ABOUT THIS TASK. Update everything in the text on neon tetra coloration from "Whereas most characids" down to "such mirror images.", replacing "mirror images" with "reflections".

SOURCE EXTRACT.

☆ ☆ ☆ ☆ ☆

Weitzman and Fink (1983) provided the first evidence for the monophyly of Paracheirodon, containing all three species, via a number of osteological characters plus their distinctive colour pattern consisting of an intense blue or blue-green lateral stripe, dense red pigment on the body restricted to the portion ventral to the lateral stripe, and a stripe of dark brown or black chromatophores underlying and extending dorsally to the lateral stripe.

A fourth “neon” species was discovered by Heiko Bleher in 2006 at a single locality, a nameless igarape within the rio Purus system, the main channel of which enters the Amazon upstream of the rio Negro.  The fish has to date not been described, but DNA sequencing by Axel Meyer on the few specimens recovered apparently indicates that the newly discovered species is genetically closest to P. inessi (Bleher, 2008).

The closer relationships of Paracheirodon within the family Characidae have not yet been fully-confirmed with the grouping  considered incertae sedis by the majority of recent authors.

Results obtained in the molecular phylogenetic analysis of Oliveira et al. (2011) recovered P. axelrodi to be most-closely related to certain members of Hyphessobrycon species (specifically H. eques and H. megalopterus) among those species included in the study.

The function of the intense blue lateral stripe in Paracheirodon spp. may have evolved as a predator evasion strategy according to the hypothesis of Ikeda and Kohshima (2009) which was published following direct field study of the fish in blackwater streams near Requena in the Peruvian Amazon plus observation of wild specimens in aquaria under different conditions.

The reserachers found that the bright colouration of the lateral stripe in P. innesi is less conspicuous in blackwater except when viewed from a limited angle of around 30° above the horizon, and that this could aid in confusing predators via bright mirror images of the stripe being projected onto the underside of the water surface.

Whereas most characids displaying a laterally-striped colour pattern possess a dark-coloured lateral stripe with a lighter stripe dorsally, this pattern is reversed in Paracheirodon and may be an adaptation for forming such mirror images.

The fish are also able to change the intensity of their overall colour pattern to an extent, becoming lighter in bright conditions with pale substrate or background and clear water, and duller with a violet lateral stripe at night, and this may also be a response designed to make them less visible.

☆ ☆ ☆ ☆ ☆

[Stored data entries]
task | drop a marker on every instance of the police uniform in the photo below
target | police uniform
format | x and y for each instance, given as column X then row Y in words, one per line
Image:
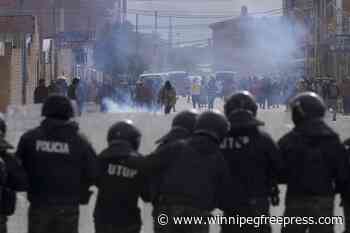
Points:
column 119, row 185
column 61, row 166
column 13, row 179
column 254, row 162
column 193, row 176
column 345, row 195
column 315, row 165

☆ ☆ ☆ ☆ ☆

ANSWER.
Whereas most characids displaying a laterally-striped colour pattern possess a dark-coloured lateral stripe with a lighter stripe dorsally, this pattern is reversed in Paracheirodon and may be an adaptation for forming such reflections.